Dataset entries:
++++

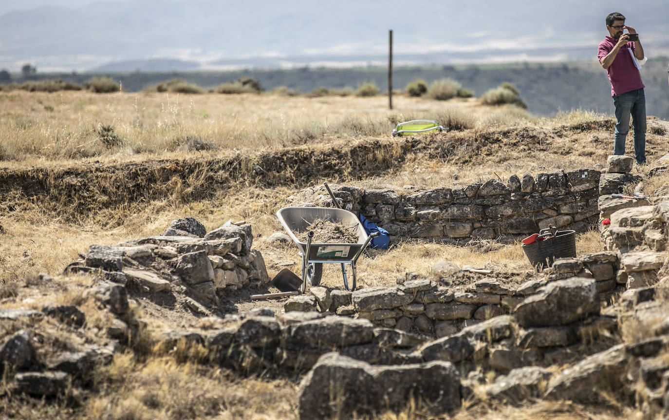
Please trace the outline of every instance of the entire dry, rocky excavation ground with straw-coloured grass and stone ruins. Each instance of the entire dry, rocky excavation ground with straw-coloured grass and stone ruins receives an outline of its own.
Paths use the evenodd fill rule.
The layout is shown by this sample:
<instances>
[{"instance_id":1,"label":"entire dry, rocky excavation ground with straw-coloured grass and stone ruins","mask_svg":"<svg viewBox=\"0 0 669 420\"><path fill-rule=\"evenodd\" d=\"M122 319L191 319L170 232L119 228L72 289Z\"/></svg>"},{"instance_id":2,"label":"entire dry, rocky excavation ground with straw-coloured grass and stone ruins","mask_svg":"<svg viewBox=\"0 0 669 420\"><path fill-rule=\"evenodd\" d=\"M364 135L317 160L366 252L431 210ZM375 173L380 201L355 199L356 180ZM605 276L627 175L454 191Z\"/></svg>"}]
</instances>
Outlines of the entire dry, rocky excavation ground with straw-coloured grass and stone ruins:
<instances>
[{"instance_id":1,"label":"entire dry, rocky excavation ground with straw-coloured grass and stone ruins","mask_svg":"<svg viewBox=\"0 0 669 420\"><path fill-rule=\"evenodd\" d=\"M669 121L639 167L587 111L175 96L0 95L1 416L666 415ZM452 129L390 135L430 115ZM409 228L353 292L323 264L320 287L252 299L301 274L276 212L331 206L324 181ZM577 252L537 270L520 239L547 222Z\"/></svg>"}]
</instances>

++++

Problem requirements
All the records need to be repeated exactly, with the images dropped.

Result for this task
Please trace the outline of every instance of the entire dry, rocky excavation ground with straw-coloured grass and stone ruins. Each instance of the entire dry, rocky excavation ground with straw-coloured grass and stone ruins receives an outline of its own.
Paths use the evenodd fill rule.
The layout is shown by this sample:
<instances>
[{"instance_id":1,"label":"entire dry, rocky excavation ground with straw-coloured grass and stone ruins","mask_svg":"<svg viewBox=\"0 0 669 420\"><path fill-rule=\"evenodd\" d=\"M122 319L191 319L170 232L119 228L72 289Z\"/></svg>"},{"instance_id":2,"label":"entire dry, rocky excavation ground with straw-coloured grass and stone ruins","mask_svg":"<svg viewBox=\"0 0 669 420\"><path fill-rule=\"evenodd\" d=\"M364 135L317 160L366 252L431 210ZM375 173L380 201L355 199L356 180ZM605 276L627 175L454 191Z\"/></svg>"}]
</instances>
Outlines of the entire dry, rocky excavation ground with straw-coloured grass and stone ruins:
<instances>
[{"instance_id":1,"label":"entire dry, rocky excavation ground with straw-coloured grass and stone ruins","mask_svg":"<svg viewBox=\"0 0 669 420\"><path fill-rule=\"evenodd\" d=\"M669 121L639 167L587 111L175 96L0 95L1 416L666 415ZM452 129L390 135L430 115ZM409 228L353 292L323 264L320 287L252 299L301 274L276 212L331 206L324 181ZM577 252L537 270L520 239L547 222Z\"/></svg>"}]
</instances>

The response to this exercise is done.